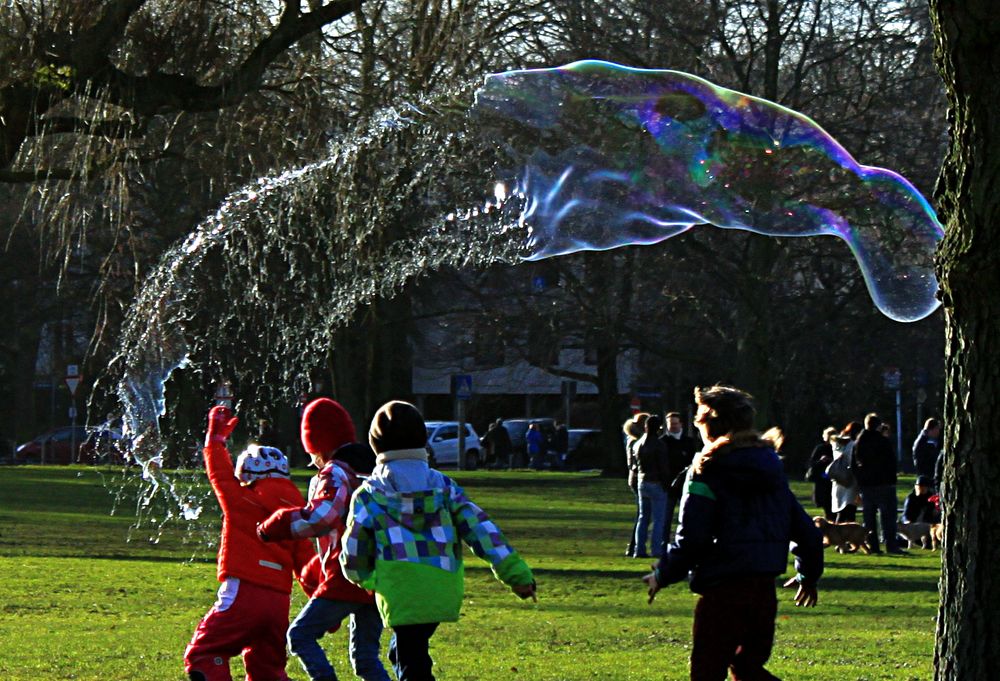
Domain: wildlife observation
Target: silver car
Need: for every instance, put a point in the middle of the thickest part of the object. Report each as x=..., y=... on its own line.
x=442, y=443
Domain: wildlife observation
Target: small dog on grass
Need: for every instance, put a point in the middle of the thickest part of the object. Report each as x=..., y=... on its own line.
x=847, y=537
x=916, y=534
x=937, y=535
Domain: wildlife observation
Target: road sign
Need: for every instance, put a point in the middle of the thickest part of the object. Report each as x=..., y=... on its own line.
x=893, y=378
x=461, y=386
x=72, y=378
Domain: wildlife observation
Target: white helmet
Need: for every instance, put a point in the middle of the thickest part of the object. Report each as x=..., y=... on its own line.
x=258, y=462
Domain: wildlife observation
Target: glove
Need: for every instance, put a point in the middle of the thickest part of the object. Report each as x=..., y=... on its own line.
x=276, y=528
x=221, y=423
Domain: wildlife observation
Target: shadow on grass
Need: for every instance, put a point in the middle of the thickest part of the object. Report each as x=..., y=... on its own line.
x=874, y=584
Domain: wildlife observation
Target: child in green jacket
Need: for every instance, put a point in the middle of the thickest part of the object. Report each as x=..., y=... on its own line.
x=403, y=540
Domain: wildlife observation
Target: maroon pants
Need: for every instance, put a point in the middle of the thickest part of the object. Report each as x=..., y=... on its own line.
x=734, y=630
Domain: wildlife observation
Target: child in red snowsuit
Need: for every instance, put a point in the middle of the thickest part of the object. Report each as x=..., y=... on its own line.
x=251, y=613
x=328, y=436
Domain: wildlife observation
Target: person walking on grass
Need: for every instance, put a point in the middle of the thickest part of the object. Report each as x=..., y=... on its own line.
x=328, y=436
x=404, y=537
x=654, y=480
x=875, y=470
x=251, y=613
x=633, y=430
x=737, y=518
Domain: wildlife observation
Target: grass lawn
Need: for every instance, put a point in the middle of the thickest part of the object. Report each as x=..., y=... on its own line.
x=86, y=596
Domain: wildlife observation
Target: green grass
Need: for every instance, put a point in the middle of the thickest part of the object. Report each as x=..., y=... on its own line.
x=88, y=596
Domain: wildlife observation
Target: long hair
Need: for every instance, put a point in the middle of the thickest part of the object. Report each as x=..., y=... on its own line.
x=727, y=410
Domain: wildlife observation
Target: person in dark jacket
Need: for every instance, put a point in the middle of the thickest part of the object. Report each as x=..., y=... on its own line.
x=498, y=440
x=654, y=478
x=821, y=458
x=738, y=516
x=926, y=448
x=681, y=450
x=919, y=506
x=875, y=470
x=560, y=446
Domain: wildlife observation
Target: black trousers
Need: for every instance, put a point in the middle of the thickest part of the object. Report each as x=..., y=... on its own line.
x=409, y=651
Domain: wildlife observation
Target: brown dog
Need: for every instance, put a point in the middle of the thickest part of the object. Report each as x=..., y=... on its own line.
x=917, y=534
x=937, y=535
x=847, y=537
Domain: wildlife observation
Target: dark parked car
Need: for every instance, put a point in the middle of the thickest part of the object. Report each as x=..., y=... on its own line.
x=92, y=446
x=585, y=450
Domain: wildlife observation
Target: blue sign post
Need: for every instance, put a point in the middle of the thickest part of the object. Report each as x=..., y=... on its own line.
x=461, y=389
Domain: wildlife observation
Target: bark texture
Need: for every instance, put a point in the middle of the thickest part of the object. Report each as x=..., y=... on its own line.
x=968, y=199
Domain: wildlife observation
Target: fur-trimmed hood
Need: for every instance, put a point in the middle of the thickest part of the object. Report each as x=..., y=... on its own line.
x=744, y=457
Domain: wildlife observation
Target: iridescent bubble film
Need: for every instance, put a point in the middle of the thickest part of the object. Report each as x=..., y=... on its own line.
x=604, y=156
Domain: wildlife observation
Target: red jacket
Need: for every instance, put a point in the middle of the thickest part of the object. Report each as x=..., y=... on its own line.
x=241, y=553
x=324, y=517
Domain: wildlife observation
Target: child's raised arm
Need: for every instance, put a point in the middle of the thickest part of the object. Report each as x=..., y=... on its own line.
x=317, y=518
x=218, y=465
x=487, y=541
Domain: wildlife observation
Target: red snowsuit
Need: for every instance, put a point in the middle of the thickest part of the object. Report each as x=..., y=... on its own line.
x=251, y=615
x=324, y=517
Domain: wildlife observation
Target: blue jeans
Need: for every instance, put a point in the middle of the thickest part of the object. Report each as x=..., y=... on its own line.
x=880, y=499
x=317, y=617
x=652, y=508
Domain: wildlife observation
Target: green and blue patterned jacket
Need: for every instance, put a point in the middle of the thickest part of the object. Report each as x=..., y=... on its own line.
x=404, y=541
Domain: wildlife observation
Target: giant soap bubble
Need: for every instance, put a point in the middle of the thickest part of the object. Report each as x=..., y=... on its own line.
x=606, y=156
x=538, y=163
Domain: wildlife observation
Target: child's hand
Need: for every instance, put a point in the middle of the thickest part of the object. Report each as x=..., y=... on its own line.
x=651, y=584
x=526, y=591
x=806, y=596
x=221, y=423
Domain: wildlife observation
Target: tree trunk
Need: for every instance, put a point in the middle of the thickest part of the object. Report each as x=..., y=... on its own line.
x=968, y=42
x=610, y=407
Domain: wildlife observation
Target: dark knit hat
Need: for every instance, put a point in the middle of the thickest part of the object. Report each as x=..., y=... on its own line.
x=326, y=427
x=397, y=425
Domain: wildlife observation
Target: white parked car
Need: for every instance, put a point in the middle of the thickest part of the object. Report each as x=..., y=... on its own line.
x=442, y=444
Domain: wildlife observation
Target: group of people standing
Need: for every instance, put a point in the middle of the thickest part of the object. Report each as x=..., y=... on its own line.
x=657, y=459
x=857, y=466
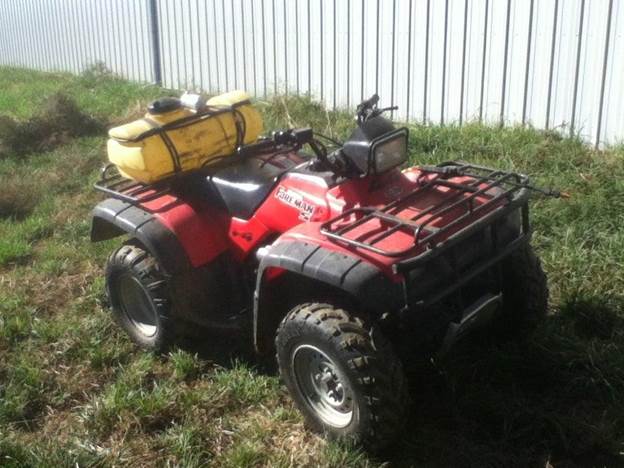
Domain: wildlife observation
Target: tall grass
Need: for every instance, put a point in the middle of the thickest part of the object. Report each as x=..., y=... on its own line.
x=73, y=390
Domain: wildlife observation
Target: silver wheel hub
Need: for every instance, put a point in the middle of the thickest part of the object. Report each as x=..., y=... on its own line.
x=323, y=386
x=137, y=305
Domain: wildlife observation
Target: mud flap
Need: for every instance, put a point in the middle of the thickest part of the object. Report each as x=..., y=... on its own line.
x=474, y=317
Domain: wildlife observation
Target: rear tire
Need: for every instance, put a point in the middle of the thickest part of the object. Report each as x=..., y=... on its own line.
x=138, y=294
x=525, y=294
x=342, y=374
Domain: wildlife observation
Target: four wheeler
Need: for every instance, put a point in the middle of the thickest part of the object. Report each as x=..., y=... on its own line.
x=338, y=261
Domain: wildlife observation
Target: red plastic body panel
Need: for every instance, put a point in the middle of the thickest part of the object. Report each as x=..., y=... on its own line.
x=200, y=228
x=295, y=209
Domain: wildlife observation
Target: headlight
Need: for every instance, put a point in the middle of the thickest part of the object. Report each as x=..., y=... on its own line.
x=389, y=151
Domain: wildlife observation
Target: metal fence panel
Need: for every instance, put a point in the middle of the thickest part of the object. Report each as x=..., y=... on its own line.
x=550, y=63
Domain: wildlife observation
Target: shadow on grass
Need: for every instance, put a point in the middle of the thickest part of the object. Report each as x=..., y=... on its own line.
x=553, y=398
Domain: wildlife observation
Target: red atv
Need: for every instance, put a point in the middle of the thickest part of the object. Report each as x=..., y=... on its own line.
x=338, y=261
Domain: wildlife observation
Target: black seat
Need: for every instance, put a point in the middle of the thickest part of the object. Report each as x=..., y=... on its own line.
x=242, y=187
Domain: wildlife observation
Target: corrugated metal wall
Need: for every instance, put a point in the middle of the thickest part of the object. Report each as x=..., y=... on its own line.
x=551, y=63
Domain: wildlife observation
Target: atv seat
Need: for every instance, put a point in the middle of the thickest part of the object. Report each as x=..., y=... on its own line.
x=242, y=187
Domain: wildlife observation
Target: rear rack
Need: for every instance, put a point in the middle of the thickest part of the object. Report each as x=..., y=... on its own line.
x=511, y=186
x=115, y=185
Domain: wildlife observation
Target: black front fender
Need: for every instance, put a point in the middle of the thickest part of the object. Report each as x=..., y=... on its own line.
x=370, y=288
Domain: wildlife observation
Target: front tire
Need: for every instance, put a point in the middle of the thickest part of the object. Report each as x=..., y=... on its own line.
x=342, y=374
x=137, y=291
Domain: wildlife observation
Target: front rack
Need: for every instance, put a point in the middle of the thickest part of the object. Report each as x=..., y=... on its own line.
x=115, y=185
x=509, y=186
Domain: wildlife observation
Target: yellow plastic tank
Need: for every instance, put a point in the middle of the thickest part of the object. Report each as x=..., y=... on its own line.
x=171, y=138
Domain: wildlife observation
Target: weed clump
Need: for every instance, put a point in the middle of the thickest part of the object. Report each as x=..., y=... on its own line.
x=18, y=198
x=58, y=120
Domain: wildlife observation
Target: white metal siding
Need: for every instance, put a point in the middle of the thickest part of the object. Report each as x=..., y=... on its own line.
x=549, y=63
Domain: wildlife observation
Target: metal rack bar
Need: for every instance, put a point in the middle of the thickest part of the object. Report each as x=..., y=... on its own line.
x=464, y=195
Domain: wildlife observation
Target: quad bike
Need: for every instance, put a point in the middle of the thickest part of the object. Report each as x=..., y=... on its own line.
x=337, y=261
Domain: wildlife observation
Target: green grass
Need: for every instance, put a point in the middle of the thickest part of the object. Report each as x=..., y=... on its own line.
x=74, y=390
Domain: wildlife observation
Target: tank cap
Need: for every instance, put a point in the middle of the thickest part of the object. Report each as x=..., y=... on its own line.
x=163, y=105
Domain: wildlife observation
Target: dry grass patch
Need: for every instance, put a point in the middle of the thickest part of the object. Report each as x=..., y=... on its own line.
x=57, y=121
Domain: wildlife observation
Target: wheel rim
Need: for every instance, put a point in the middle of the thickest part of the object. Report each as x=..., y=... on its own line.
x=137, y=305
x=322, y=385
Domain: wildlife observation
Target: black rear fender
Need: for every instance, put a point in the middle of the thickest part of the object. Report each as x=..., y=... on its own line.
x=112, y=218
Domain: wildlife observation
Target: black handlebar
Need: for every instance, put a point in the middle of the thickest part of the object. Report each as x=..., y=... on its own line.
x=369, y=103
x=294, y=137
x=368, y=109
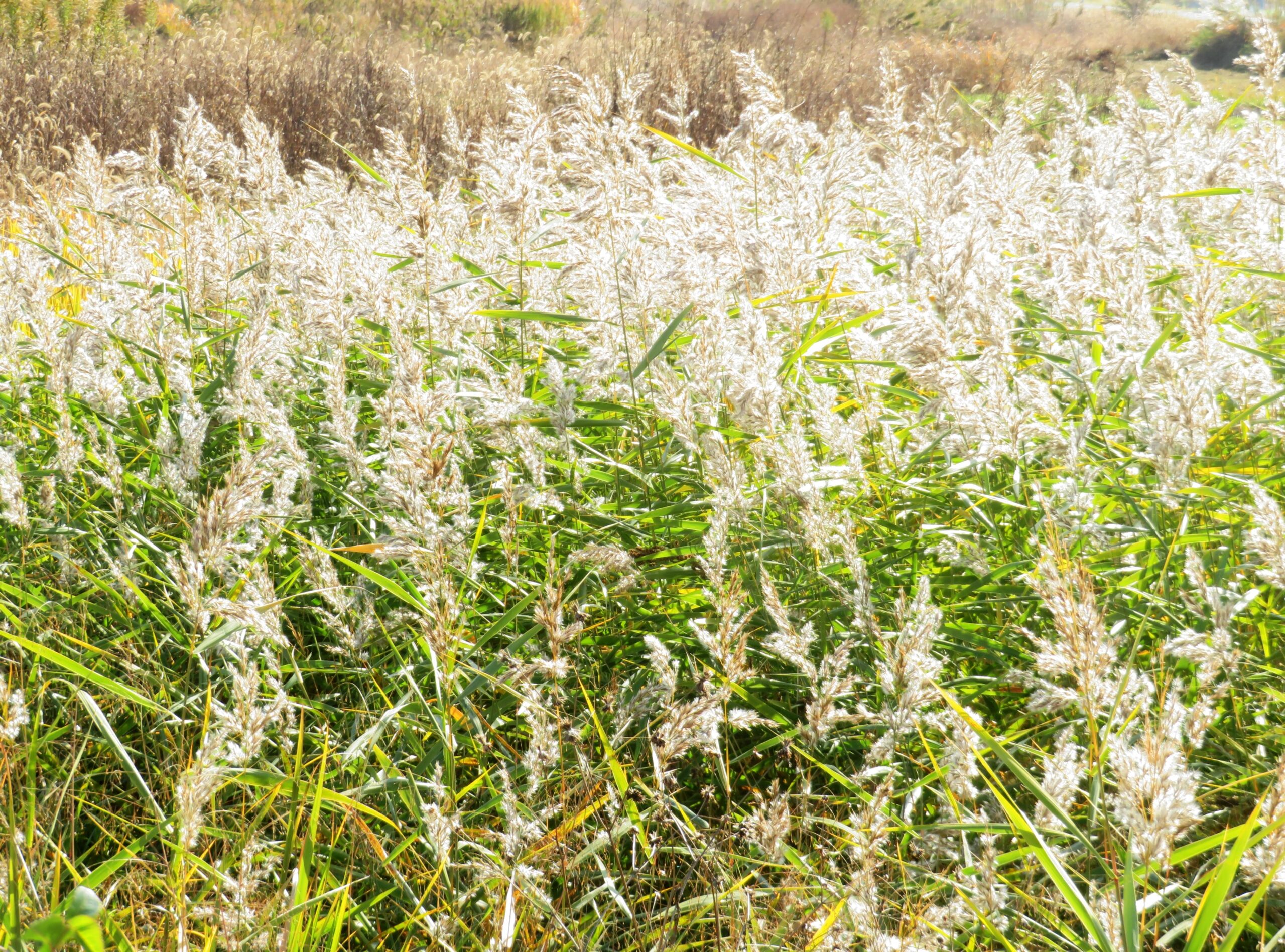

Task to complete:
Using the material above, transcribe exactly the lines from the line with "Target: iridescent bubble film" to the line with "Target: white parked car"; both count, and nothing else goes in.

Exercise result:
Target: iridescent bubble film
Need: for every instance, put a point in the middle of the thickest part of the object. Report each as x=..., y=... on its own line.
x=604, y=156
Domain: wildlife observation
Target: red jacket
Need: for every instance, put a point in the middle of the thickest part of the object. Report each as x=..., y=... on its own line.
x=241, y=553
x=324, y=517
Domain: wildlife observation
Target: child's raised arm
Need: for every instance, put a point in the middle of the thickest part of the object. Report each as x=..., y=... on its own line.
x=317, y=518
x=218, y=465
x=487, y=541
Domain: wildlife observation
Target: red snowsuit
Need: for every instance, put a point in the middle of the thickest part of the object. Report each as x=..., y=... on its own line.
x=251, y=615
x=324, y=517
Domain: wildlife observation
Target: blue jeans
Need: for every instance, put a point in the middle of the thickest part of the object. Report each as x=..., y=... on its own line.
x=880, y=499
x=317, y=617
x=652, y=508
Domain: wildlife observation
Target: green and blue patterned jacket
Need: for every instance, put a point in the middle of the thickest part of the object. Report each as x=..., y=... on its own line.
x=404, y=541
Domain: wildlife observation
Target: giant soap bubble
Need: for every instance, put a point in the middle of the thickest part of the object. Report each as x=..., y=... on its own line.
x=606, y=156
x=538, y=163
Domain: wildlife observation
Target: child's hand
Need: for every instance, put a point in the middle of the thickest part of the object. Report each as x=..., y=... on its own line.
x=651, y=584
x=526, y=591
x=806, y=596
x=221, y=423
Domain: wildlife observation
Target: tree trunk
Need: for every instance, put a point in the middle of the thickest part of the object. Report each as x=..., y=... on its own line.
x=968, y=42
x=610, y=407
Domain: wildlife observation
Target: dark knit hat
Need: for every instance, put a point in the middle of the thickest part of the object. Report each as x=..., y=... on its own line.
x=326, y=427
x=397, y=425
Domain: wildlife observation
Target: white parked car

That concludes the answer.